Begin PASSAGE TO READ

Plotly is a fantastic library for creating interactive bar charts. You can hover over each bar to see the actual value corresponding to that bar, and you can also zoom and pan within the charts to get a closer look at your data. 

Static charts are easier to share, but Plotly allows you to convert interactive charts to static ones, which I'll demonstrate soon.

First, I'll create a chart showing my annual spending for each subcode in my filtered subcode list. Each bar represents a particular code, and the bars themselves are made of 'stacked' sums for each transaction subcode.

In [None]:
# See https://plotly.com/python/bar-charts/
fig_yearly_spending_by_selected_subcodes = px.bar(
    df_expenses_by_selected_subcodes_by_year, 
    x = 'Code_Description', y = 'Amount', color = 'Subcode_Description')
fig_yearly_spending_by_selected_subcodes.show()

Note that the HTML output of this chart likely won't appear within GitHub. You'll need to download this project and run it locally on your computer in order to display the HTML chart output.

It's easy to export this chart to a locally stored .html file:

In [None]:
fig_yearly_spending_by_selected_subcodes.write_html(
    interactive_charts_folder + '\\'+str(
        transactions_year)+'_fig_yearly_spending_by_selected_subcodes.html')

End PASSAGE TO READ
Begin PROVIDED INFORMATION

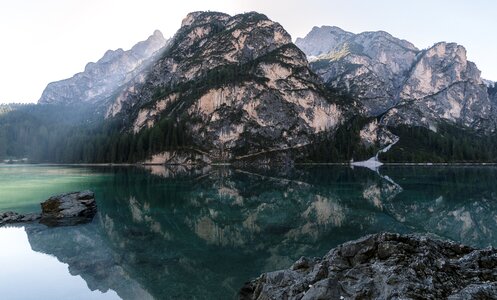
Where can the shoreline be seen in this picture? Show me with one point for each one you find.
(424, 164)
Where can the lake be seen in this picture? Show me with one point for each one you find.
(200, 233)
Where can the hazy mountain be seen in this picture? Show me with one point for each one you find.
(99, 82)
(240, 83)
(236, 89)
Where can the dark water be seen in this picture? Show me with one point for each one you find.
(201, 233)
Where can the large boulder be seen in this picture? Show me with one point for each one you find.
(69, 209)
(385, 266)
(13, 217)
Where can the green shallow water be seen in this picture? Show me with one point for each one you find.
(201, 233)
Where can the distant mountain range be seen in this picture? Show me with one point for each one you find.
(236, 89)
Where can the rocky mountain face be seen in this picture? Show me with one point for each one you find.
(242, 85)
(391, 77)
(101, 80)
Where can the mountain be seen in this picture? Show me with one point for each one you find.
(99, 81)
(236, 89)
(404, 85)
(237, 84)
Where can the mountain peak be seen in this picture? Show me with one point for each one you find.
(201, 17)
(101, 79)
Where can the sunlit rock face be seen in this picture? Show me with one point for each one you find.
(99, 82)
(240, 83)
(392, 77)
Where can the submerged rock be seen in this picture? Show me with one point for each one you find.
(69, 209)
(13, 217)
(385, 266)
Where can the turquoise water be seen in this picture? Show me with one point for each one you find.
(182, 233)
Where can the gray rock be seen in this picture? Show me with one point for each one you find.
(69, 209)
(244, 88)
(385, 266)
(409, 86)
(13, 217)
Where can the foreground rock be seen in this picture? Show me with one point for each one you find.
(385, 266)
(13, 217)
(66, 209)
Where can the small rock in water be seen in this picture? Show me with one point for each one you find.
(69, 209)
(13, 217)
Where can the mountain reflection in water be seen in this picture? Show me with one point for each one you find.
(201, 233)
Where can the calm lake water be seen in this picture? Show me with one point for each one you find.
(177, 233)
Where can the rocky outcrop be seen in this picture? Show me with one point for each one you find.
(239, 82)
(69, 209)
(66, 209)
(101, 80)
(385, 266)
(392, 77)
(13, 217)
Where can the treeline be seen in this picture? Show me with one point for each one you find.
(448, 144)
(49, 134)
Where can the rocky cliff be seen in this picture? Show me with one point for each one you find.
(392, 77)
(240, 83)
(101, 80)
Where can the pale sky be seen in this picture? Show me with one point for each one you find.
(50, 40)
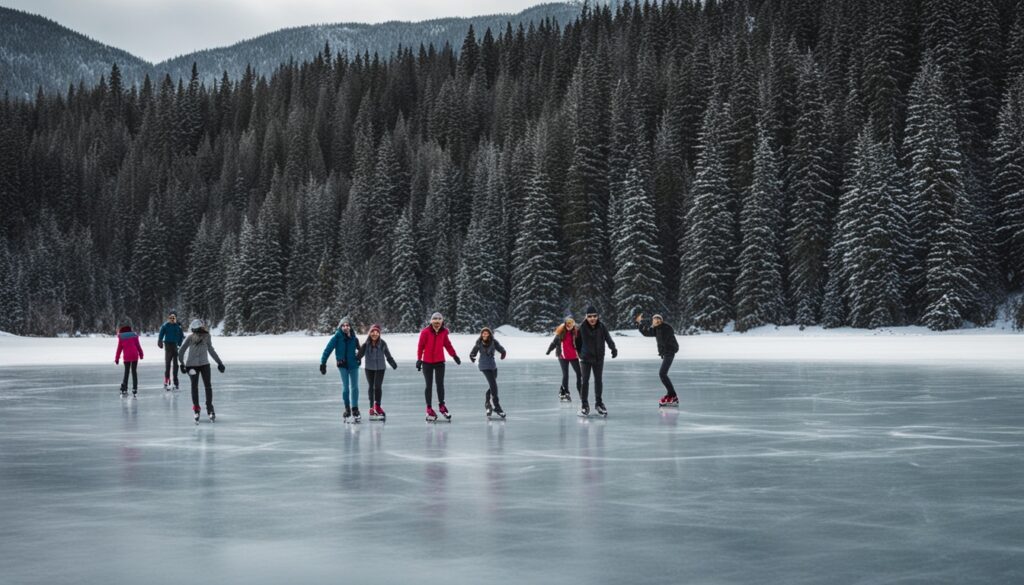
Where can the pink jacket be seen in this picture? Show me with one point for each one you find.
(432, 345)
(128, 342)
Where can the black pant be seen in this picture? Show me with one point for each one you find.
(597, 368)
(565, 372)
(133, 368)
(375, 378)
(171, 362)
(664, 373)
(433, 372)
(205, 372)
(492, 395)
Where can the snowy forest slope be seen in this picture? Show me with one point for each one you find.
(840, 163)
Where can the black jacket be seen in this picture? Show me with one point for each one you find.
(590, 342)
(667, 342)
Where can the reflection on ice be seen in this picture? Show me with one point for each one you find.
(766, 473)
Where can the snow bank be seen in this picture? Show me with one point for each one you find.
(889, 345)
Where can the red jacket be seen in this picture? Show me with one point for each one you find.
(432, 345)
(128, 342)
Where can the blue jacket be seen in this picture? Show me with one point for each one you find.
(171, 333)
(344, 348)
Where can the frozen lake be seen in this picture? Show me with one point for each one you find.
(769, 472)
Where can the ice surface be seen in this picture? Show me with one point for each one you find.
(769, 472)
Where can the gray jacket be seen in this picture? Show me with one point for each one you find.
(202, 347)
(375, 356)
(486, 353)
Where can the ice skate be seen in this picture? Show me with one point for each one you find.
(669, 402)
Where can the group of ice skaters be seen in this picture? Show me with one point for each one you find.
(581, 347)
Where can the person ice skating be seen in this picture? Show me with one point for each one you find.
(668, 346)
(374, 350)
(195, 356)
(430, 360)
(345, 345)
(169, 339)
(486, 346)
(590, 345)
(564, 347)
(128, 344)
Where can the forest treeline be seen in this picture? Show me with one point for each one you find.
(836, 163)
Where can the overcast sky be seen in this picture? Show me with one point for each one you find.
(156, 30)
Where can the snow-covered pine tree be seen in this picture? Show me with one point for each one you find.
(709, 258)
(759, 285)
(638, 278)
(811, 197)
(534, 301)
(947, 278)
(871, 237)
(404, 295)
(1009, 182)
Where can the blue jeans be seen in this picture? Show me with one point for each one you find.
(350, 379)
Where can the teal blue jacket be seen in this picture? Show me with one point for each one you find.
(344, 349)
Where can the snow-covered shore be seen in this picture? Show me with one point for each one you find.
(906, 344)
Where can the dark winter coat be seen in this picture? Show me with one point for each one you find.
(590, 342)
(345, 347)
(667, 342)
(201, 345)
(564, 343)
(171, 333)
(375, 354)
(486, 352)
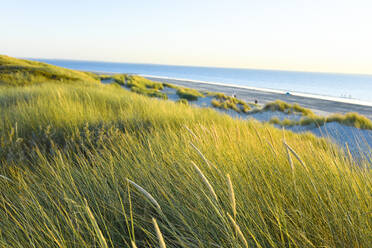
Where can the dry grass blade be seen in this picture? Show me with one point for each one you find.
(191, 132)
(289, 156)
(6, 178)
(147, 194)
(238, 231)
(201, 154)
(296, 155)
(231, 195)
(98, 231)
(133, 244)
(158, 233)
(205, 180)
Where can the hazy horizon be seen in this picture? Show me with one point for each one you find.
(289, 35)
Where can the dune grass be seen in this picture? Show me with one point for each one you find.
(223, 101)
(93, 165)
(66, 153)
(281, 106)
(18, 72)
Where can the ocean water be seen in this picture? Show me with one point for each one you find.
(344, 86)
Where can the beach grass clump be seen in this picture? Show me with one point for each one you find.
(18, 72)
(281, 106)
(87, 165)
(183, 101)
(141, 82)
(172, 86)
(144, 86)
(189, 94)
(225, 102)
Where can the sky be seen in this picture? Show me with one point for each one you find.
(302, 35)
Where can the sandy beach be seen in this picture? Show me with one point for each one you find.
(319, 106)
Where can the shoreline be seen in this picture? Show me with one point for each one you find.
(321, 105)
(283, 92)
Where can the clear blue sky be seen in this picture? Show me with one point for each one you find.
(308, 35)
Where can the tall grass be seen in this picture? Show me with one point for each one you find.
(68, 151)
(18, 72)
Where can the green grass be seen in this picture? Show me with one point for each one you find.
(18, 72)
(138, 84)
(189, 94)
(223, 101)
(183, 101)
(286, 108)
(67, 150)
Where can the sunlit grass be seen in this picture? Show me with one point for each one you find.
(24, 72)
(68, 163)
(92, 165)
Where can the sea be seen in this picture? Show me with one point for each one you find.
(353, 88)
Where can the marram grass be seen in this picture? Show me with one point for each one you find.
(68, 149)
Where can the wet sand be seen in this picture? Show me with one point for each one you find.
(319, 106)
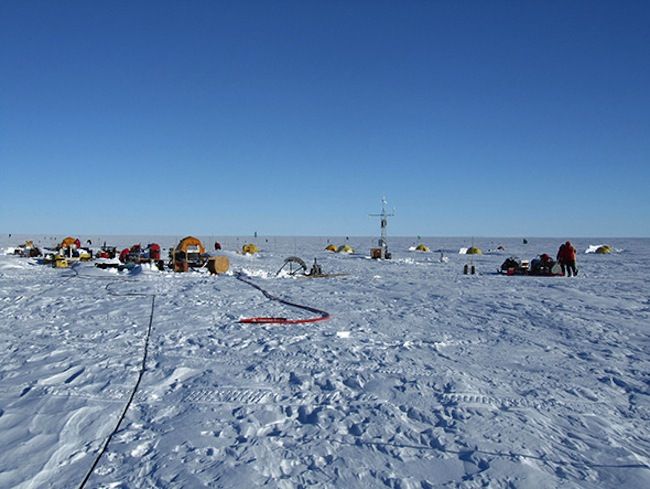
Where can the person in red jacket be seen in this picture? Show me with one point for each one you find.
(566, 255)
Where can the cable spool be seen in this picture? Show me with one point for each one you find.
(218, 265)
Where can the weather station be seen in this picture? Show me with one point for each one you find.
(381, 252)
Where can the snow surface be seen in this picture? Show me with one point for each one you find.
(423, 377)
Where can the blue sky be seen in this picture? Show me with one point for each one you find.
(473, 118)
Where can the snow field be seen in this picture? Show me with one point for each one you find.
(423, 377)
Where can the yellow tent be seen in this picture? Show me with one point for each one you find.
(67, 242)
(190, 244)
(249, 249)
(345, 249)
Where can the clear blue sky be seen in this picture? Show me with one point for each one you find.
(294, 117)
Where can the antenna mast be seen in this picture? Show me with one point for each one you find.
(383, 242)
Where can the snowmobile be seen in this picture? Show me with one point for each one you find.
(542, 266)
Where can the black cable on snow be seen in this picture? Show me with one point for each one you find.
(143, 368)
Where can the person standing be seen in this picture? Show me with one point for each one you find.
(566, 255)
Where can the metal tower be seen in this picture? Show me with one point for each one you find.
(383, 243)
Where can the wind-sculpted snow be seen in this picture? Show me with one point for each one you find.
(423, 377)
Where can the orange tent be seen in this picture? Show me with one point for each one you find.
(190, 244)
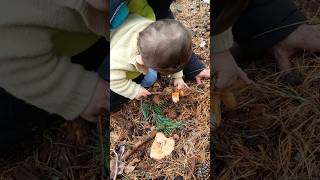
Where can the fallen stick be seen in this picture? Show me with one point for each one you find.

End PROVIDED INFORMATION

SET TASK: From the Plotly bar chart text, copy word for word the part starting at "First, I'll create" and ending at "each transaction subcode.".

TASK SOLUTION:
First, I'll create a chart showing my annual spending for each subcode in my filtered subcode list. Each bar represents a particular code, and the bars themselves are made of 'stacked' sums for each transaction subcode.